■ What you are asked to do
Below are records; transcribe only the line with "Target: serrated green leaf" and those after it, through the last line, without any change.
************
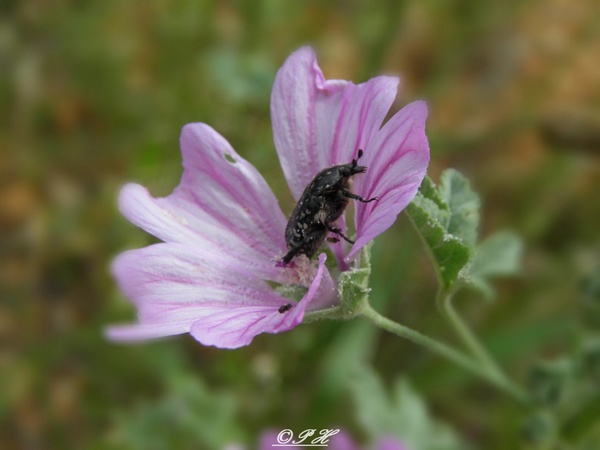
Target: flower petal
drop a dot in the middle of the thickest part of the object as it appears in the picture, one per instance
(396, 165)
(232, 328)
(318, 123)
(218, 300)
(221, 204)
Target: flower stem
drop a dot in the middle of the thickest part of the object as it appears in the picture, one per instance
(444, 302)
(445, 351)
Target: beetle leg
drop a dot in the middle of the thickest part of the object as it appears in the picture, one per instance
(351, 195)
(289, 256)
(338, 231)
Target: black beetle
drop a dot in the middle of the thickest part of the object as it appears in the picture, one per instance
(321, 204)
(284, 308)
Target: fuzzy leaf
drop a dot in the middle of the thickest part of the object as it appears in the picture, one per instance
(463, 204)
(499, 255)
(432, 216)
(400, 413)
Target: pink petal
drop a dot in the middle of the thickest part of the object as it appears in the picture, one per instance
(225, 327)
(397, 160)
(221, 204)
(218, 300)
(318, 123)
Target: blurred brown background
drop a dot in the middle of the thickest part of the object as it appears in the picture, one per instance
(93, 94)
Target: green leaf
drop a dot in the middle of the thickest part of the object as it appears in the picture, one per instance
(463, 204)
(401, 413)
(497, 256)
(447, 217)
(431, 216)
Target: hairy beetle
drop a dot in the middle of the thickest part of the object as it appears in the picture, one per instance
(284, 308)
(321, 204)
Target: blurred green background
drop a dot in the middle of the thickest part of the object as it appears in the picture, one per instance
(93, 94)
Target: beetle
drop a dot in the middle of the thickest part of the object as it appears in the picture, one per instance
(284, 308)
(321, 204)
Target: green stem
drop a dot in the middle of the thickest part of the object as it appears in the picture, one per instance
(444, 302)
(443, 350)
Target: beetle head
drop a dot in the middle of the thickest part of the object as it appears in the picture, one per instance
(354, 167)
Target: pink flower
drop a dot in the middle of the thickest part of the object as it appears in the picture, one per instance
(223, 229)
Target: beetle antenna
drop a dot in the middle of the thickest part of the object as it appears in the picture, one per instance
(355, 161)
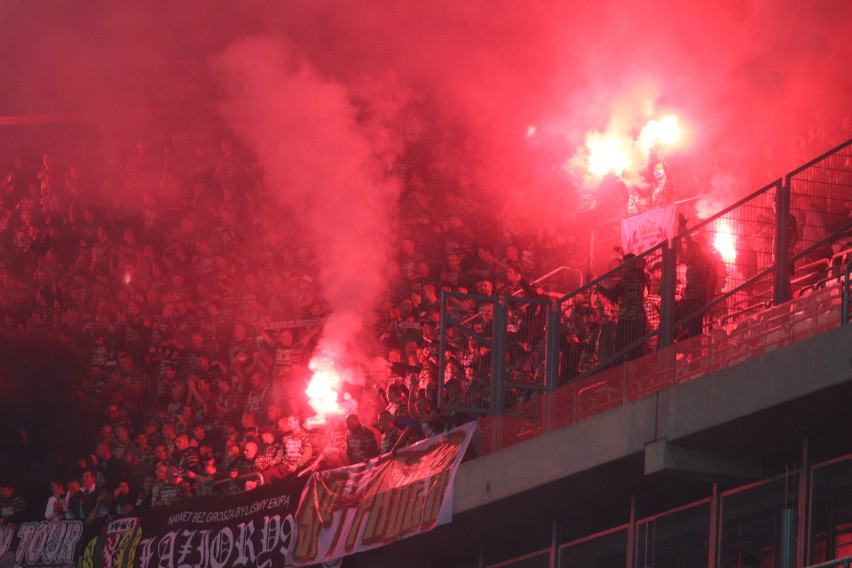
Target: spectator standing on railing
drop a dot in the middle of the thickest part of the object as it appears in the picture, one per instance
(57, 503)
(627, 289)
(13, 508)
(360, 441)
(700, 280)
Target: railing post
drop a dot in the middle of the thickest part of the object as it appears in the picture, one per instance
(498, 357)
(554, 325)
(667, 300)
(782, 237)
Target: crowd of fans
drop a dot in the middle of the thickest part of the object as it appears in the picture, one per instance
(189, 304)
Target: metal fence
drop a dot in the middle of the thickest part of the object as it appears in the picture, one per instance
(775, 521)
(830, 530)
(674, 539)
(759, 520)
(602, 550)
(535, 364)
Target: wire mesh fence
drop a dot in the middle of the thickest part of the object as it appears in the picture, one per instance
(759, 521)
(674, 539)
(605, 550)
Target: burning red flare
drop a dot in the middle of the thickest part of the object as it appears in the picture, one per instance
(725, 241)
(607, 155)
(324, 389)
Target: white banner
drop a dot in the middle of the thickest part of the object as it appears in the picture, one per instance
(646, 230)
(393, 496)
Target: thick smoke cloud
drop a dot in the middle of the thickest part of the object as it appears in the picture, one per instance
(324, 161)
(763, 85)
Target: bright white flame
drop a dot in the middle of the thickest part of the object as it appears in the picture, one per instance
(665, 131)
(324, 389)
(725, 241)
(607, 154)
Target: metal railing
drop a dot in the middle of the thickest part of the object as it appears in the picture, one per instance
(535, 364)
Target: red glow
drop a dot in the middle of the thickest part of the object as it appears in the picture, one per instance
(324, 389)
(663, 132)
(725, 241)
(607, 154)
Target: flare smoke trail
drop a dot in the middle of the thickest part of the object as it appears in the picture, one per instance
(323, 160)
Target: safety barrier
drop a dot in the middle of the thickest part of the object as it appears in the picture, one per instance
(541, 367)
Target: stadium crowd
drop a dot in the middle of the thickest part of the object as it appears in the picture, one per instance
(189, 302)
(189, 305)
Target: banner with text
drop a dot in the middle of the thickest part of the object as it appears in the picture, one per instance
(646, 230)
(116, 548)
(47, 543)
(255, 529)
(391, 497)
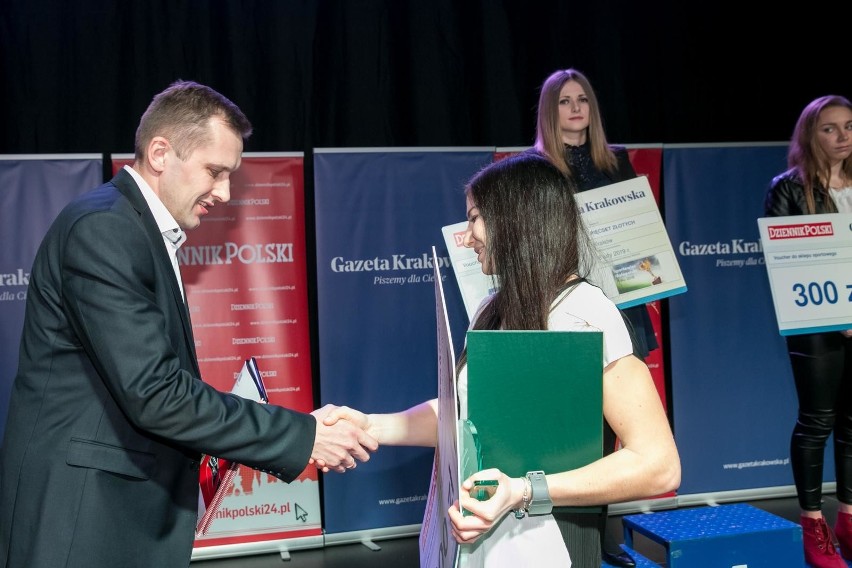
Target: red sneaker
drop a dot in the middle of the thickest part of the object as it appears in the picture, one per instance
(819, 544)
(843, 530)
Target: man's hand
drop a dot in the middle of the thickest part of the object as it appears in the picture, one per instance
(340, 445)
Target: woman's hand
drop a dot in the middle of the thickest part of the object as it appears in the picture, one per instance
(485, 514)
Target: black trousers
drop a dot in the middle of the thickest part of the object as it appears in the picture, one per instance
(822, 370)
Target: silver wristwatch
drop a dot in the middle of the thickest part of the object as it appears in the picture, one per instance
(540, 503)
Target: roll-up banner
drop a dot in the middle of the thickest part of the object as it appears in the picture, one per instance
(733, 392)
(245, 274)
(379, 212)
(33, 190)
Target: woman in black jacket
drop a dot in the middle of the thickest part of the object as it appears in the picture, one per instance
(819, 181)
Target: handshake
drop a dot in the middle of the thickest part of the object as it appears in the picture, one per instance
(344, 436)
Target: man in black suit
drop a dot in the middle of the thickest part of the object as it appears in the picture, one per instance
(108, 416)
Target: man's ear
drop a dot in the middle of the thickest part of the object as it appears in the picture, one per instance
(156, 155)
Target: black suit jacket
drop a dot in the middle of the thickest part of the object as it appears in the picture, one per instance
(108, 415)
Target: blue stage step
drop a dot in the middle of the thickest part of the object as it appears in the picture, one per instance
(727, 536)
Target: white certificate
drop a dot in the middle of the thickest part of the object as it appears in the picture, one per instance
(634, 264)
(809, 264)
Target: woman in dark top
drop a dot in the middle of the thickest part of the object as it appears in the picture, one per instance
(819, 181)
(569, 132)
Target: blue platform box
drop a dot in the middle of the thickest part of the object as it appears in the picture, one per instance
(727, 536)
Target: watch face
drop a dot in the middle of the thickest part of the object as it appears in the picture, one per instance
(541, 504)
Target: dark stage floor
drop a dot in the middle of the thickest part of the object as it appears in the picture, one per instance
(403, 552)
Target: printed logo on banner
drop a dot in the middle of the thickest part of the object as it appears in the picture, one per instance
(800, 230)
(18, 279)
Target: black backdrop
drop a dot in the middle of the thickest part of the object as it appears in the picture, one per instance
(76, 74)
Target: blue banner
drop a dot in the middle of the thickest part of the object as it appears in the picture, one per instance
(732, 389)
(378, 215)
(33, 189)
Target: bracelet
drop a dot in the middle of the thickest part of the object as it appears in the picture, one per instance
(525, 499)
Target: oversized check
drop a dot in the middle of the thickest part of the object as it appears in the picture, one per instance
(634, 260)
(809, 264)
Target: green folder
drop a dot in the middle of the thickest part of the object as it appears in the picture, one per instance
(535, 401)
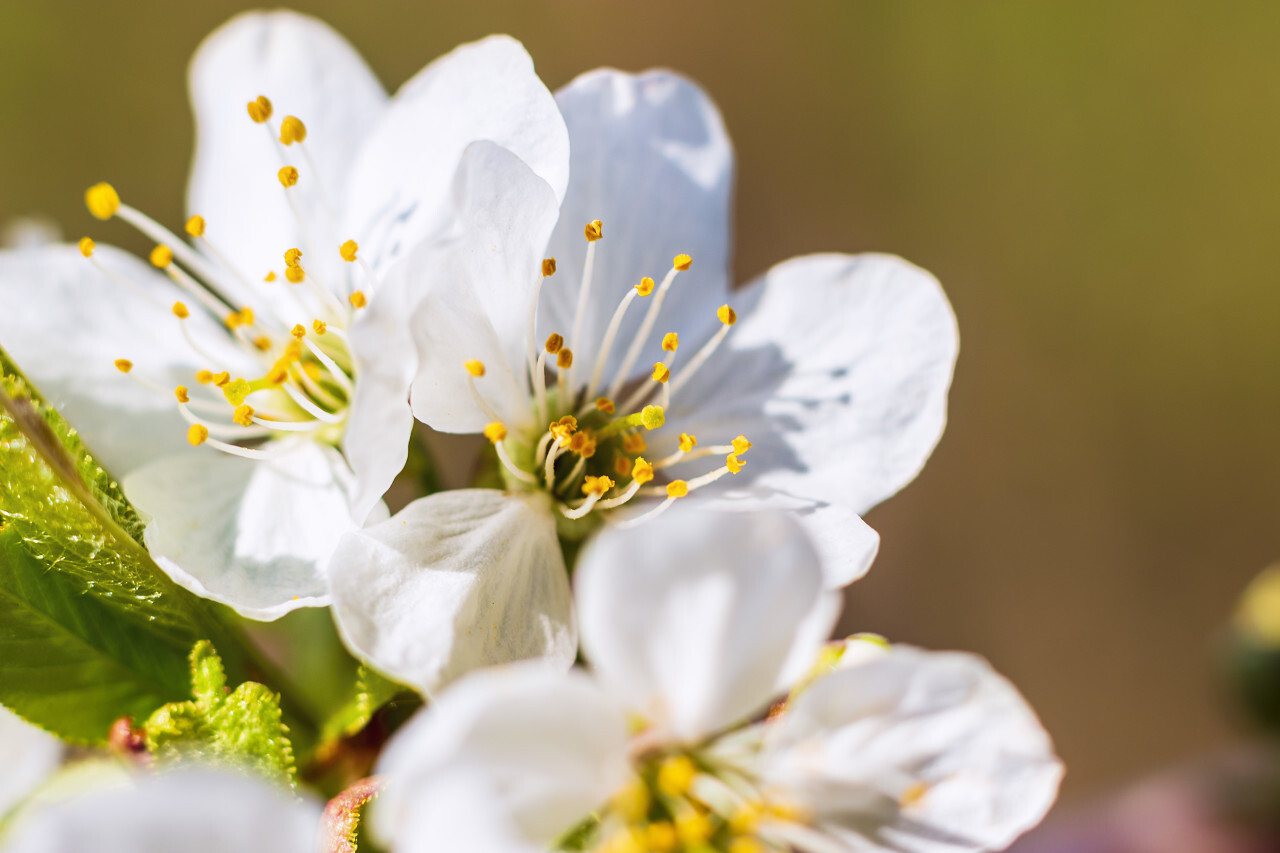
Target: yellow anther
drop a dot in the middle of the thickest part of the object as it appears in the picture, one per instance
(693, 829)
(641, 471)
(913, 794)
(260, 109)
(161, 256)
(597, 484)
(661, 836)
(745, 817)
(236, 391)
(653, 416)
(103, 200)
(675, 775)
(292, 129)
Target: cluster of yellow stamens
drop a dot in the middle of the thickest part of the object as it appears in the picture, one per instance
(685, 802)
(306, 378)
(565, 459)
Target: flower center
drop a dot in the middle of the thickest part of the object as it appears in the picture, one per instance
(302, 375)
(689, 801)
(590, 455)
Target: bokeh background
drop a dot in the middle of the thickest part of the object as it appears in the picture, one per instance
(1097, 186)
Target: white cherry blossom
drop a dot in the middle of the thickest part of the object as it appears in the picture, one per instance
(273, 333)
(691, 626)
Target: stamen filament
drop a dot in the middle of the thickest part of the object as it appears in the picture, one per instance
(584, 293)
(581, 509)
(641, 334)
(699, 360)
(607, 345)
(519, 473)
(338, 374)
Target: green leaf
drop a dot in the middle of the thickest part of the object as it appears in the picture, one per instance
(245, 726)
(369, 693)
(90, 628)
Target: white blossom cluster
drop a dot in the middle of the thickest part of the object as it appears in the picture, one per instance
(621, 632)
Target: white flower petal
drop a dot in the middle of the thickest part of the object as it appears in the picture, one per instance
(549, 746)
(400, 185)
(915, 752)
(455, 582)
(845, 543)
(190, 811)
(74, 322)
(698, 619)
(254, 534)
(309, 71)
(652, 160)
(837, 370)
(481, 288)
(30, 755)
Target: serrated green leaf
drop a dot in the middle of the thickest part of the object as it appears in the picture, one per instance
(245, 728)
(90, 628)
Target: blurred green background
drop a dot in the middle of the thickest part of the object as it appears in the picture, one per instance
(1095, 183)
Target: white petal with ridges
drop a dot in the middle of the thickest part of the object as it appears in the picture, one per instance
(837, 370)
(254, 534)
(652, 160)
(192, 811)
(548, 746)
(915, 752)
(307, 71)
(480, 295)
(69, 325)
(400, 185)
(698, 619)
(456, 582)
************
■ Output of the exercise
Target: serrated green leaf
drop a dot in the middle of the thickest part of the object as it appears in the picture, one per instance
(245, 728)
(90, 628)
Target: blurred green background
drop a dot in the middle of the thickest part of the object as it appears in the picture, one per instance
(1095, 183)
Target: white petal with ridges
drop a dot in the middle of the thickest part of the object as it appears in the picture, one per instance
(837, 370)
(254, 534)
(652, 160)
(192, 811)
(548, 746)
(915, 752)
(307, 71)
(480, 295)
(69, 325)
(400, 185)
(698, 619)
(456, 582)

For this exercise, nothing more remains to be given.